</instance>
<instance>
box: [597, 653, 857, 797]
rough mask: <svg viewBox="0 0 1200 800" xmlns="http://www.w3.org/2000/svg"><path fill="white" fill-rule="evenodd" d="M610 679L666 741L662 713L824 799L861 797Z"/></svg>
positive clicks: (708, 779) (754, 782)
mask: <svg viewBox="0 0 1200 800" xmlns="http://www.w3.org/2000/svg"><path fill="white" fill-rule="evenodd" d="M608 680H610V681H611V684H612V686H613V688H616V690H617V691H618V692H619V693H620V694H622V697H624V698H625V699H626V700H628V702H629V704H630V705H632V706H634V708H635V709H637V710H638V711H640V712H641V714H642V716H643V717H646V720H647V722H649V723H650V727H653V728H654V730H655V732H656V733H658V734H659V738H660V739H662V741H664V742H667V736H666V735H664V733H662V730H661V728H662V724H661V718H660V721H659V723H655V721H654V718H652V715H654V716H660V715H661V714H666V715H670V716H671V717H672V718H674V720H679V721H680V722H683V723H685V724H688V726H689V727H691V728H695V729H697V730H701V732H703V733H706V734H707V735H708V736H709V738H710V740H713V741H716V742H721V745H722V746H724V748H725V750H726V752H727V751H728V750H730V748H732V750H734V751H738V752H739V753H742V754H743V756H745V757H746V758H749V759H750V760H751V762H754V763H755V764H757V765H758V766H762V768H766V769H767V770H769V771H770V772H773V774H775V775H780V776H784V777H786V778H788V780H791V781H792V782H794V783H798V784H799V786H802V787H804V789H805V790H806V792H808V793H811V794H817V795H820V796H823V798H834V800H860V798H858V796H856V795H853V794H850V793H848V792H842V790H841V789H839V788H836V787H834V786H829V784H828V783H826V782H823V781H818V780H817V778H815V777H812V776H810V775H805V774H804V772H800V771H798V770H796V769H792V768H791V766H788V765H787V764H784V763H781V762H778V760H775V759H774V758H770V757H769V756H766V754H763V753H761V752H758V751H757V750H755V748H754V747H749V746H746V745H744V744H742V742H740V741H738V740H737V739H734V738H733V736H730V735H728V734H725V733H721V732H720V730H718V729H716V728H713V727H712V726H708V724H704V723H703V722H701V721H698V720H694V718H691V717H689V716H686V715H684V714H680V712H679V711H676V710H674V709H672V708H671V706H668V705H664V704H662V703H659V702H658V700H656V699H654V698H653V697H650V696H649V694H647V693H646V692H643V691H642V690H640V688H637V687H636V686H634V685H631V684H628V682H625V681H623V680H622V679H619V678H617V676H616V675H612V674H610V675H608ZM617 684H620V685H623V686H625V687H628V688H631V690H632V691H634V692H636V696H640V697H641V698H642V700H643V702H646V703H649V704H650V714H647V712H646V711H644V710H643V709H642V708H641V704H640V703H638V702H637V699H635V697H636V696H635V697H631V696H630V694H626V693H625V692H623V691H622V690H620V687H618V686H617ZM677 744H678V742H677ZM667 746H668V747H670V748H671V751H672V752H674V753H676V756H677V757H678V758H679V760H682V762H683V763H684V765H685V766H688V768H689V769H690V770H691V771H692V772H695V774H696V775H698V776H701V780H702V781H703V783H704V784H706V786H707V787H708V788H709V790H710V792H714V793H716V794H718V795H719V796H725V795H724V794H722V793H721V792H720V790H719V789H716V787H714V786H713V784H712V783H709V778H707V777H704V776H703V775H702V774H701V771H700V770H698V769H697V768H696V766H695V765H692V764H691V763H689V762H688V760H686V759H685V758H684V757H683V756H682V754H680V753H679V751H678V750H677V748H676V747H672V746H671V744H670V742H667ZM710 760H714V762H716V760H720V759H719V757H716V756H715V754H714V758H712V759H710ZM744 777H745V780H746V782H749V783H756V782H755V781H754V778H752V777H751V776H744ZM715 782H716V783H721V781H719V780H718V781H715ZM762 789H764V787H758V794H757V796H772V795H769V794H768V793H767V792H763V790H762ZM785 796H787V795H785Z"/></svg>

☆ ☆ ☆ ☆ ☆

> [To-do item]
Could you give the records above again with "positive clicks" switched to "foreground clicks" throughout and everything else unchanged?

> [Problem solution]
</instance>
<instance>
box: [597, 653, 857, 797]
rough mask: <svg viewBox="0 0 1200 800" xmlns="http://www.w3.org/2000/svg"><path fill="white" fill-rule="evenodd" d="M610 679L666 741L662 713L824 799L861 797Z"/></svg>
foreground clicks: (708, 779) (754, 782)
mask: <svg viewBox="0 0 1200 800" xmlns="http://www.w3.org/2000/svg"><path fill="white" fill-rule="evenodd" d="M608 680H610V681H611V684H612V686H613V688H616V690H617V691H618V692H619V693H620V694H622V697H624V698H625V699H626V700H628V702H629V704H630V705H632V706H634V708H635V709H637V710H638V711H640V712H641V714H642V716H643V717H646V720H647V722H649V723H650V727H653V728H654V730H655V732H656V733H658V734H659V738H660V739H662V741H664V742H667V736H666V735H664V733H662V730H661V728H662V724H661V718H660V721H659V723H655V721H654V718H652V715H654V716H660V715H661V714H666V715H670V716H671V717H672V718H674V720H679V721H680V722H683V723H685V724H688V726H689V727H691V728H695V729H697V730H701V732H703V733H706V734H707V735H708V736H709V738H710V740H713V741H716V742H721V745H722V746H724V748H725V750H726V752H727V751H728V750H730V748H732V750H734V751H738V752H739V753H742V754H743V756H745V757H746V758H749V759H750V760H751V762H754V763H755V764H757V765H758V766H762V768H766V769H767V770H769V771H770V772H773V774H775V775H780V776H784V777H786V778H788V780H791V781H792V782H794V783H798V784H799V786H802V787H804V789H805V790H806V792H808V793H811V794H817V795H820V796H823V798H834V800H860V798H858V796H856V795H853V794H850V793H848V792H842V790H841V789H839V788H836V787H834V786H829V784H828V783H826V782H823V781H818V780H817V778H815V777H812V776H810V775H805V774H804V772H800V771H798V770H796V769H792V768H791V766H788V765H787V764H784V763H781V762H778V760H775V759H774V758H770V757H769V756H766V754H763V753H761V752H758V751H757V750H755V748H754V747H749V746H746V745H744V744H742V742H740V741H738V740H737V739H734V738H733V736H730V735H728V734H725V733H721V732H720V730H718V729H716V728H713V727H712V726H708V724H704V723H703V722H701V721H698V720H694V718H691V717H689V716H686V715H684V714H680V712H679V711H676V710H674V709H672V708H671V706H668V705H664V704H662V703H659V702H658V700H656V699H654V698H653V697H650V696H649V694H647V693H646V692H643V691H642V690H640V688H637V687H636V686H634V685H631V684H628V682H625V681H623V680H622V679H619V678H617V676H616V675H612V674H610V675H608ZM617 684H620V685H623V686H625V687H628V688H631V690H632V691H634V692H636V696H640V697H641V698H642V700H643V702H646V703H649V704H650V714H647V712H646V711H644V710H643V709H642V708H641V704H640V703H638V702H637V699H635V697H636V696H635V697H631V696H630V694H626V693H625V692H623V691H622V690H620V687H618V686H617ZM677 744H678V742H677ZM667 746H668V747H670V748H671V751H672V752H674V753H676V756H677V757H678V758H679V760H682V762H683V763H684V765H685V766H688V768H689V769H690V770H691V771H692V772H695V774H696V775H698V776H701V780H702V781H703V783H704V784H706V786H707V787H708V788H709V790H710V792H714V793H716V794H718V795H719V796H725V795H724V794H722V793H721V792H720V790H719V789H716V787H714V786H713V784H712V783H709V778H707V777H704V776H703V775H702V774H701V771H700V770H698V769H697V768H696V766H695V765H692V764H691V763H689V762H688V760H686V759H685V758H684V757H683V756H682V754H680V753H679V751H678V750H677V748H676V747H672V746H671V744H670V742H667ZM710 760H714V762H716V760H720V759H719V757H716V756H715V754H714V758H712V759H710ZM744 777H745V780H746V782H749V783H756V782H755V781H754V778H752V777H751V776H744ZM715 782H716V783H721V781H719V780H718V781H715ZM762 789H764V787H758V794H757V796H772V795H769V794H768V793H767V792H763V790H762ZM785 796H787V795H785Z"/></svg>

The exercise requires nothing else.